* [Problem to solve] Pull out each line below that contains the word "every", and copy those lines without changing them.

— Begin —

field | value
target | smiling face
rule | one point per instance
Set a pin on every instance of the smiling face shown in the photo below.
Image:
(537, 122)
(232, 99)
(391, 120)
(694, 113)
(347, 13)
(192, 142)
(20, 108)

— End —
— Begin —

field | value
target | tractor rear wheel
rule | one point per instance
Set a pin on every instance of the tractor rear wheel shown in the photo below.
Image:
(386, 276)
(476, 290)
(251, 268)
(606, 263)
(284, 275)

— End —

* [Response]
Set a pin on every instance of the smiling face shown in the photo below.
Set a pin on every instance of the tractor rear wheel shown in the photo below.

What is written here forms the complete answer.